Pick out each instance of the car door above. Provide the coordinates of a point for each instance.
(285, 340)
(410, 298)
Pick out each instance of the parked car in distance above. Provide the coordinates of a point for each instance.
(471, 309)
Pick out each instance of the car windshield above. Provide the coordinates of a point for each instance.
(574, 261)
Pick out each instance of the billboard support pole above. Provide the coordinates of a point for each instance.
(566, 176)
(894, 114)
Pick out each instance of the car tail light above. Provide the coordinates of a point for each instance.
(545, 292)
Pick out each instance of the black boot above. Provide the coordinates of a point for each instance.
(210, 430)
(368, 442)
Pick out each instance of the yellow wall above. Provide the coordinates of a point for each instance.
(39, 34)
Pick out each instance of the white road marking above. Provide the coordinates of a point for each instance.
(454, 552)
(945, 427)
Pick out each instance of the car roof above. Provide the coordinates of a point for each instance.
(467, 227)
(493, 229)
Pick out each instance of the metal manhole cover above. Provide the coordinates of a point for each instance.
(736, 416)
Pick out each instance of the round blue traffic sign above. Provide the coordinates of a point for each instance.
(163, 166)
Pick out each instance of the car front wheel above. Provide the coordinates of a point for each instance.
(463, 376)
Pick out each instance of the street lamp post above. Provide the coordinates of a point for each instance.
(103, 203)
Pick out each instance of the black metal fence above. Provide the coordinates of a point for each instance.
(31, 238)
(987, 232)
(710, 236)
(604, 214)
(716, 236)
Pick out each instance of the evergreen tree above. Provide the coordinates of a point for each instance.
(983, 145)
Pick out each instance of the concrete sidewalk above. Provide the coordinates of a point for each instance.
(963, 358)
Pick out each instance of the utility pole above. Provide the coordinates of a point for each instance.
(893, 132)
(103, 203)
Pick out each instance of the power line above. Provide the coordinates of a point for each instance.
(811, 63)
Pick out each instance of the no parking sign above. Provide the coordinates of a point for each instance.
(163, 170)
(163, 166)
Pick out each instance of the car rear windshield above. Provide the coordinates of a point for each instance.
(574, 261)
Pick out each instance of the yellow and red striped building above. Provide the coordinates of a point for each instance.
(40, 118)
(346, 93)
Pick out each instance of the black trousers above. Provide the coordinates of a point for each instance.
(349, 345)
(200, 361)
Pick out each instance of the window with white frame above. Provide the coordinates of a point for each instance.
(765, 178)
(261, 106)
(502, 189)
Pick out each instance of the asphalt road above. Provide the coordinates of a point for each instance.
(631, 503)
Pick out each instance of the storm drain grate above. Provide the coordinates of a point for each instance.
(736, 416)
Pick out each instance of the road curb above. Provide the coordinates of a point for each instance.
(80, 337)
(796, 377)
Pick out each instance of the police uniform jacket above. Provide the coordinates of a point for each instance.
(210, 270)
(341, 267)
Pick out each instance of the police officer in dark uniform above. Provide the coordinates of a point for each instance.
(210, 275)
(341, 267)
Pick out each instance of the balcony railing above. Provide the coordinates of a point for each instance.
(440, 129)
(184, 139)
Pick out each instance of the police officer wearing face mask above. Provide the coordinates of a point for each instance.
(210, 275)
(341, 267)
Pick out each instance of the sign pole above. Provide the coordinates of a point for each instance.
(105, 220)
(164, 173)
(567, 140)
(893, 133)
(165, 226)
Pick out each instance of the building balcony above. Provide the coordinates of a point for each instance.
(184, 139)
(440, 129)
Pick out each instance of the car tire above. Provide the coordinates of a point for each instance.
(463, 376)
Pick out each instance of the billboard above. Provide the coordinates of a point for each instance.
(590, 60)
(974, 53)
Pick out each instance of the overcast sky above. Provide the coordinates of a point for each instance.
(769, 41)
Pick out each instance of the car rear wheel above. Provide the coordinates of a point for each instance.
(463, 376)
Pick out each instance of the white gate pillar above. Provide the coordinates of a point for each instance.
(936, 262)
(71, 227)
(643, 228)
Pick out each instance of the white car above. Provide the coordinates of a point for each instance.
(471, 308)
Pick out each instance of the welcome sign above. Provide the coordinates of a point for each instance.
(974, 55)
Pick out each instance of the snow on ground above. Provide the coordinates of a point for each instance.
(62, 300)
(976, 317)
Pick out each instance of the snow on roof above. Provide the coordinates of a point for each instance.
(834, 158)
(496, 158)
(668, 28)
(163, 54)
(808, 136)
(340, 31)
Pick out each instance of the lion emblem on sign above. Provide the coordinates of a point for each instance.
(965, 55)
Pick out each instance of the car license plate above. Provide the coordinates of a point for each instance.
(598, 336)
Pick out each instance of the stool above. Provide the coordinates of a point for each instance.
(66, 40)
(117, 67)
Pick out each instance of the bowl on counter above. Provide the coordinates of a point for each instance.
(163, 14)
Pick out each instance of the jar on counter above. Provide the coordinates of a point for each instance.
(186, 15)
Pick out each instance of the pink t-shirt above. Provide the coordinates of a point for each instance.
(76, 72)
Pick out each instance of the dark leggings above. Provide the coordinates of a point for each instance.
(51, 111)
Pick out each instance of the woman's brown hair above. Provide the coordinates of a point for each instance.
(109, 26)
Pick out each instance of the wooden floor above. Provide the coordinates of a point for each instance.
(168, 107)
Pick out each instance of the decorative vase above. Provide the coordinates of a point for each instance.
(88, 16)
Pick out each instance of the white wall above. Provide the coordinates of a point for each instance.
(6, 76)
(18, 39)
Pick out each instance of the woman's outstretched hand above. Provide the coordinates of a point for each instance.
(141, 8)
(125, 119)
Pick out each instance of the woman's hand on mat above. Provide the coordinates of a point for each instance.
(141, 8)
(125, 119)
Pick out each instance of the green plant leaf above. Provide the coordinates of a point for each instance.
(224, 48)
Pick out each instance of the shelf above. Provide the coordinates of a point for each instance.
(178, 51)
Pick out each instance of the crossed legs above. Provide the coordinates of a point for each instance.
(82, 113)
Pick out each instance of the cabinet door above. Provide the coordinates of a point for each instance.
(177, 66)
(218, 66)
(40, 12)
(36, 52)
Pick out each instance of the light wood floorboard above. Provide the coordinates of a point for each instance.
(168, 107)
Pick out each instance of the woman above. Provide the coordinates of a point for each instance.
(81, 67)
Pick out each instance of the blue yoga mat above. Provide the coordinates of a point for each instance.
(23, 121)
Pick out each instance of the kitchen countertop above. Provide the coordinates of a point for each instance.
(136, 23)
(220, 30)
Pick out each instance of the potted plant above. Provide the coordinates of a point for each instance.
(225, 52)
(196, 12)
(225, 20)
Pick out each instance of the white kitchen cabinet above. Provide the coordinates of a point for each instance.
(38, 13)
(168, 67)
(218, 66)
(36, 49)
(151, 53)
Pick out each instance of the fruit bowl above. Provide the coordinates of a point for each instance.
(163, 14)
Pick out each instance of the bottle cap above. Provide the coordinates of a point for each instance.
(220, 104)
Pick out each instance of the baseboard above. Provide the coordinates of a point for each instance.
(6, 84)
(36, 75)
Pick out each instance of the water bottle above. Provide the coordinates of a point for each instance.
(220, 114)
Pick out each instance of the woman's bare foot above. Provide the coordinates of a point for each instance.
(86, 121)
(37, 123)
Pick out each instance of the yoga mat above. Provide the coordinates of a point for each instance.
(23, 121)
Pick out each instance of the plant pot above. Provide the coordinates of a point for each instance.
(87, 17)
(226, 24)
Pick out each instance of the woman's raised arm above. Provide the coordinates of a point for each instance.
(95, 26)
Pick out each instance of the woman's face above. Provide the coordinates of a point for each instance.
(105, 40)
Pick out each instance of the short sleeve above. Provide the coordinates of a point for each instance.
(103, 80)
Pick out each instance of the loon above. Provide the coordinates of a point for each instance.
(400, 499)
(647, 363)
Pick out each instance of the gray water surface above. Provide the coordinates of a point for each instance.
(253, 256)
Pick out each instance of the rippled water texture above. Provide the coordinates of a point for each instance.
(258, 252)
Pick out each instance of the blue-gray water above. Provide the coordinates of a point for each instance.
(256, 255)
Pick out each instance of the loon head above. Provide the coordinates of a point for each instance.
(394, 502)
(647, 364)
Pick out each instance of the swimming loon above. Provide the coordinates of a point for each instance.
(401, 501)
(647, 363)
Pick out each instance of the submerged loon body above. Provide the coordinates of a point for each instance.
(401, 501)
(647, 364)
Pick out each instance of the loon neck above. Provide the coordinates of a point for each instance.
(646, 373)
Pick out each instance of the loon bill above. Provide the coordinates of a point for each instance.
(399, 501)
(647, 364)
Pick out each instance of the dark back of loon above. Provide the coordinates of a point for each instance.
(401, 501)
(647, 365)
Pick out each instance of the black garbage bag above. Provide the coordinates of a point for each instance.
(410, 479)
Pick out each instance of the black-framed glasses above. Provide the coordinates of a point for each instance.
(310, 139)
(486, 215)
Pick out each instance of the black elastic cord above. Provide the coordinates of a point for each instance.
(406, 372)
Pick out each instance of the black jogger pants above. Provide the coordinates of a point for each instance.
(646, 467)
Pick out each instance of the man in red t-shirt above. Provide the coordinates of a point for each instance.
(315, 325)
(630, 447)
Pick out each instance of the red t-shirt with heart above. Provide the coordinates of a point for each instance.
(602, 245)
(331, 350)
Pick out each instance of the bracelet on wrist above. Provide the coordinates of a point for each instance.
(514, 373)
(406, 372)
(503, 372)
*-*-*
*Required work*
The lines from the one holding "Pick out each instance of the black jogger" to the last line of the entries, both included: retype them exactly and give nothing else.

*Response to the exercise*
Pick out each instance of the black jogger pants above. Provide the coordinates of a point for each instance.
(646, 467)
Pick out each instance of the man in red t-shirt above. Provide the coordinates of a point for each instance.
(315, 325)
(630, 447)
Pick out each instance of the red t-shirt with heart above. Provide the coordinates of a point for each instance.
(602, 245)
(331, 350)
Pick out each instance of the bracelet on wrist above. Provide the coordinates of a point for each instance.
(514, 373)
(406, 372)
(503, 372)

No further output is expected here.